# Accuracy Metrics for Regression

When using metrics to determine error of a training set for regression most often the model overfits the data and produces a lower MSE for the training than the test set. Here we will be looking at methods of compensating for this systematic error.

## Mallow's $C_p$

Mallows $C_p$ adjusts the RSS of a model with $d$ predictors using the variance of the predictions:

$$C_p=\frac 1 n (\text{RSS}+2d\hat{\sigma}^2)$$

Let's implement it below:

In [1]:
import numpy as np
np.random.seed(42)

In [2]:
#generate the data
X = 2 * np.random.rand(100,1)
y = 4 + 3 * X + np.random.randn(100,1)

In [9]:
from sklearn.linear_model import LinearRegression

lin_reg = LinearRegression() #apply model and make predictions
lin_reg.fit(X, y)
y_pred = lin_reg.predict(X)

residuals = y_pred - y
RSS = np.sum(residuals**2)
mse = 1/len(y)*RSS #MSE formula
print("MSE: " + str(mse))

MSE: 0.8065845639670532


In [14]:
MSE_C_p = 1/len(y)*(RSS+2*X.shape[1]*np.var(residuals))
MSE_C_p

0.8227162552463942

## Akaike information criterion (AIC)

AIC works by measuring information loss. If there are $k$ parameters and the maximum value of the log likelihood function is $\hat{L}$ then the AIC is:

$$\text{AIC}=2k-2\hat{L}$$

A smaller AIC means more information per parameter which can be useful for measuring complexities of models. For least squares regression the log maximum likelihood is $-\frac{n}{2}\ln (\text{RSS}/n)+C$ and $k$ is the number of features plus 1 (2 in our case). For OLS is can even be shown the $C_p$ proportional to AIC.



In [31]:
2*2+2*len(y)*np.log(RSS/len(y))/2

-17.49465338856038

## Bayesian information criterion (BIC)

BIC is very similar to AIC but defines information loss as:

$$\text{AIC}=k\ln n-2\hat{L}$$

In [32]:
2*np.log(len(y))+2*np.log(RSS/len(y))

8.780447304204976

## Adjusted $R^2$

We know that the $R^2$ is defined as 1-RSS/TSS. However to adjust this to select models according to n and d we get:

$$\text{Adjusted }R^2=1-\frac{\text{RSS}/(n-d-1)}{\text{TSS}/(n-1)}$$

Unlike the previous accuracy metrics we want to maximise the adjusted $R^2$ instead of minimising it.

In [34]:
TSS = (y-(y-y_pred).mean()).sum()
adjusted_R_squared = 1 - (RSS/(len(y)-1-1))/(TSS/(len(y)-1))
adjusted_R_squared

0.8805257289083981

Entries supplied>
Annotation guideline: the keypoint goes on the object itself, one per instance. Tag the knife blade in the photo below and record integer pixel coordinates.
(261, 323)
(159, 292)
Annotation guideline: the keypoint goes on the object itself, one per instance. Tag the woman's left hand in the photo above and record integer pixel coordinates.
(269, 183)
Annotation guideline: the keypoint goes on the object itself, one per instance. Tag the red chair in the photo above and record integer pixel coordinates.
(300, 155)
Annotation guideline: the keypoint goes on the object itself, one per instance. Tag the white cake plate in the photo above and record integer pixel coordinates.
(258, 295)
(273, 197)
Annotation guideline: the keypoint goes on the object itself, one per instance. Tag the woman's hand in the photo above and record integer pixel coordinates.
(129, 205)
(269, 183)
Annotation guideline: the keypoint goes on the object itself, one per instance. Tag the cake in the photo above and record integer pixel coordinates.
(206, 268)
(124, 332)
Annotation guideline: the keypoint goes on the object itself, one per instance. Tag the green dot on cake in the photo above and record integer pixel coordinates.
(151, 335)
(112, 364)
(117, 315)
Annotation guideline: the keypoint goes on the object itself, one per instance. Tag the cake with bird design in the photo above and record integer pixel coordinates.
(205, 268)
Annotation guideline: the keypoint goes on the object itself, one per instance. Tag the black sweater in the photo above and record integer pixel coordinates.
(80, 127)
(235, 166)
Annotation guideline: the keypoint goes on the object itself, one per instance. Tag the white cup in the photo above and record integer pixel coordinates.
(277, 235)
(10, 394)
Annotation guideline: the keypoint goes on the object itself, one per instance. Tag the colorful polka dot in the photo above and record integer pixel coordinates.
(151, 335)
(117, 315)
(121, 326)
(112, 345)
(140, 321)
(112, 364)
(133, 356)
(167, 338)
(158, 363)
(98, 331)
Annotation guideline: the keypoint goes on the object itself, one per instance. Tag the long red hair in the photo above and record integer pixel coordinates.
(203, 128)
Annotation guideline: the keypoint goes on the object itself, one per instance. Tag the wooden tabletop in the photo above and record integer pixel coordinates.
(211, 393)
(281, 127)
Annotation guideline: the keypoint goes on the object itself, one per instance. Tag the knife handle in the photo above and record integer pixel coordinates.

Given problem 1>
Using the page on regression accuracy metrics, say whether each statement agrees with it: (a) a smaller AIC means more information per parameter; (b) the adjusted R^2 is meant to be minimised, like the other metrics; (c) an overfit model most often gives a higher MSE on the training set than on the test set. Answer yes or no for each and quote the deciding words.
Given problem 2>
Format the rows from the line containing "Tag the green" through the end of the rows as a Markdown table with columns n and Line. Number each line and leave out blank lines.

Written solution 1>
(a) Yes: "A smaller AIC means more information per parameter"
(b) No: "Unlike the previous accuracy metrics we want to maximise the adjusted $R^2$ instead of minimising it."
(c) No: "most often the model overfits the data and produces a lower MSE for the training than the test set"

Written solution 2>
| n | Line |
|---|---|
| 1 | Annotation guideline: the keypoint goes on the object itself, one per instance. Tag the green dot on cake in the photo above and record integer pixel coordinates. |
| 2 | (151, 335) |
| 3 | (112, 364) |
| 4 | (117, 315) |
| 5 | Annotation guideline: the keypoint goes on the object itself, one per instance. Tag the cake with bird design in the photo above and record integer pixel coordinates. |
| 6 | (205, 268) |
| 7 | Annotation guideline: the keypoint goes on the object itself, one per instance. Tag the black sweater in the photo above and record integer pixel coordinates. |
| 8 | (80, 127) |
| 9 | (235, 166) |
| 10 | Annotation guideline: the keypoint goes on the object itself, one per instance. Tag the white cup in the photo above and record integer pixel coordinates. |
| 11 | (277, 235) |
| 12 | (10, 394) |
| 13 | Annotation guideline: the keypoint goes on the object itself, one per instance. Tag the colorful polka dot in the photo above and record integer pixel coordinates. |
| 14 | (151, 335) |
| 15 | (117, 315) |
| 16 | (121, 326) |
| 17 | (112, 345) |
| 18 | (140, 321) |
| 19 | (112, 364) |
| 20 | (133, 356) |
| 21 | (167, 338) |
| 22 | (158, 363) |
| 23 | (98, 331) |
| 24 | Annotation guideline: the keypoint goes on the object itself, one per instance. Tag the long red hair in the photo above and record integer pixel coordinates. |
| 25 | (203, 128) |
| 26 | Annotation guideline: the keypoint goes on the object itself, one per instance. Tag the wooden tabletop in the photo above and record integer pixel coordinates. |
| 27 | (211, 393) |
| 28 | (281, 127) |
| 29 | Annotation guideline: the keypoint goes on the object itself, one per instance. Tag the knife handle in the photo above and record integer pixel coordinates. |